**Task:** How many lines of the entries below include the word "fence"? Answer with the number alone.

==== Material for this exercise

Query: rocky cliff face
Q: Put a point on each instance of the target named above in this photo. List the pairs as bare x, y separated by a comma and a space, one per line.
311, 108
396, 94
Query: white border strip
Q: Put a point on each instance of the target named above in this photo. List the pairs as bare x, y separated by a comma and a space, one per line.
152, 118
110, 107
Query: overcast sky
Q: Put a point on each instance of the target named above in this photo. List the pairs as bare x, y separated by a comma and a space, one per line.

========
==== Material for this exercise

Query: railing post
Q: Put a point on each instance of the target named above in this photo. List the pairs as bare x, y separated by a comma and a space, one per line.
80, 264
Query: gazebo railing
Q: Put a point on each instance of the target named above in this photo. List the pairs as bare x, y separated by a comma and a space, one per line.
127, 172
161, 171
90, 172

========
==== Material for this exercise

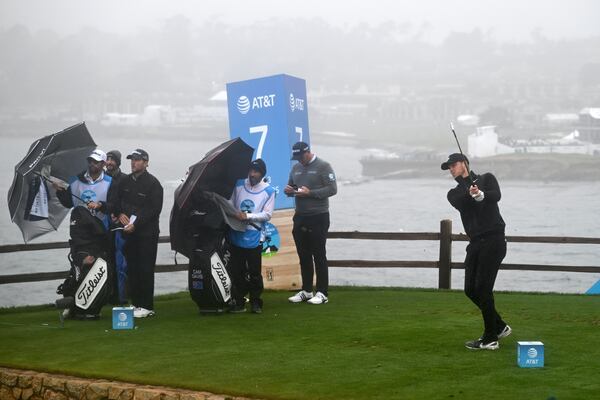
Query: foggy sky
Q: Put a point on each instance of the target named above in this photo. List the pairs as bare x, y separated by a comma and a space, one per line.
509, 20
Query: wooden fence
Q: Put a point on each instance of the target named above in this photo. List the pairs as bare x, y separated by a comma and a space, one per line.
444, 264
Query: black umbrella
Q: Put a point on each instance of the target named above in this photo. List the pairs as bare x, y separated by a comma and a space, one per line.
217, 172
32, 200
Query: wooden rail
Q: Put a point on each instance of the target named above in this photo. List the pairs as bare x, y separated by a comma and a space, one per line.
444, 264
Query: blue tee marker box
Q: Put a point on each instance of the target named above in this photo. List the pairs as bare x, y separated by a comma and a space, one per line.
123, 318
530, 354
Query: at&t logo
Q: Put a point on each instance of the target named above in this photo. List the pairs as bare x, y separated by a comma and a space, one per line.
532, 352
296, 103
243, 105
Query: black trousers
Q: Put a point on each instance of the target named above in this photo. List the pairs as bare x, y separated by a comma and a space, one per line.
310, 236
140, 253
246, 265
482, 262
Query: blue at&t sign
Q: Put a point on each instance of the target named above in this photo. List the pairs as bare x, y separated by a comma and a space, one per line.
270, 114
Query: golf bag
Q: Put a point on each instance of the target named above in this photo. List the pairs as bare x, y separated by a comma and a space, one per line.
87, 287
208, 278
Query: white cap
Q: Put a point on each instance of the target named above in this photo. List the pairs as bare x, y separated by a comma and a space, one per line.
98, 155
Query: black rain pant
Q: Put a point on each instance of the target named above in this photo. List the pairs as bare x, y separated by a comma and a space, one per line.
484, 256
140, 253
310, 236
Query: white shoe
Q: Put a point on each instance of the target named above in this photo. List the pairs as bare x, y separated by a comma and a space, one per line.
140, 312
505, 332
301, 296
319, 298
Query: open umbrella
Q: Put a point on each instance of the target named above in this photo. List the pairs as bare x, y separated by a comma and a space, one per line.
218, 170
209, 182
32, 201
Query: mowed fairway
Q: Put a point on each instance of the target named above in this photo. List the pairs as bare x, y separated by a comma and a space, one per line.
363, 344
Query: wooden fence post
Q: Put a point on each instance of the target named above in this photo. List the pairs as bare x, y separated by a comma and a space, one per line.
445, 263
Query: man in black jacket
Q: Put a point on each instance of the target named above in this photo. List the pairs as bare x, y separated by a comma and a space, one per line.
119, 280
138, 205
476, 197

========

**The completed task:** 2